**Supplied passage:**
I was in hospital for a little over ten days. I'm home now - all good!
Hospital was an eye-opener - you hear all the horror stories - not enough doctors and nurses, MRSA, bad care, patients being left on trolleys for days, etc.
Well, I went in to St Vincent's hospital - I went in to A&E early on a Saturday morning by ambulance. I can't comment on A&E as I was not conscious then, but my husband tells me that everything was running efficiently and smoothly there.
I went up to St Patrick's Ward later that day - I don't remember much of the rest of the weekend.
But after that I found that all nurses, carers, doctors, porters, cleaning staff and catering staff I encountered were professional and friendly and did all they could to make my stay in hospital as good as could be.
The doctors did not jump to conclusions, they reviewed my case daily, talked to me, talked to my husband. They asked all the right questions to make sure we hadn't forgotten anything in my medical history that might give them a clue as to what was going on. They made sure we understood where things were and what to expect next. They pushed me up the waiting list for a brain MRI (it still took 2-3 days to get that MRI - hospital time is slower than real time) that helped them in their diagnosis. And the junior doctors were working the whole weekend. And even one of the senior consultants was there on a Saturday evening to review my case and transfer me from A&E to the ward. And a junior consultant, Aoife, knew exactly who I was when I rang back a few days later with an enquiry.

**Source material:**
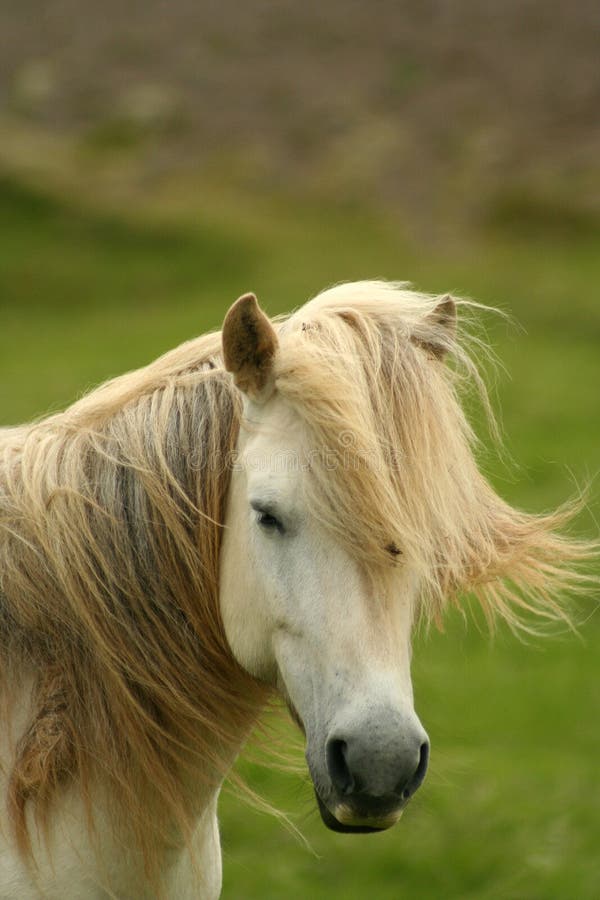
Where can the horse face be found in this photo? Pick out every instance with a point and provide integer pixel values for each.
(300, 615)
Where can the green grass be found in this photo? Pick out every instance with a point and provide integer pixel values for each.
(510, 808)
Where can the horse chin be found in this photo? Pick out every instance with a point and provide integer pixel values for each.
(349, 823)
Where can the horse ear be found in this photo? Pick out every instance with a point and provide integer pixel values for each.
(438, 330)
(249, 346)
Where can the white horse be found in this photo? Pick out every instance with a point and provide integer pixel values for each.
(140, 639)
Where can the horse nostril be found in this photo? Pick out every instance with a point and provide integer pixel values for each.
(407, 789)
(338, 767)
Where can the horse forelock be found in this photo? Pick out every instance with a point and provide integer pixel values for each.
(393, 457)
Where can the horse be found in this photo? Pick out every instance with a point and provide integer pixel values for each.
(261, 512)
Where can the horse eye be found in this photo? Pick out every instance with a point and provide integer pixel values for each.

**Task requirements:**
- A) Translate this sentence from the hospital stay account into Spanish: "The doctors did not jump to conclusions, they reviewed my case daily, talked to me, talked to my husband."
- B) Reproduce the hospital stay account word for word from "The doctors did" to "with an enquiry.".

**Task-by-task answers:**
- A) Los médicos no sacaron conclusiones precipitadas: revisaban mi caso a diario, hablaban conmigo, hablaban con mi marido.

- B)
The doctors did not jump to conclusions, they reviewed my case daily, talked to me, talked to my husband. They asked all the right questions to make sure we hadn't forgotten anything in my medical history that might give them a clue as to what was going on. They made sure we understood where things were and what to expect next. They pushed me up the waiting list for a brain MRI (it still took 2-3 days to get that MRI - hospital time is slower than real time) that helped them in their diagnosis. And the junior doctors were working the whole weekend. And even one of the senior consultants was there on a Saturday evening to review my case and transfer me from A&E to the ward. And a junior consultant, Aoife, knew exactly who I was when I rang back a few days later with an enquiry.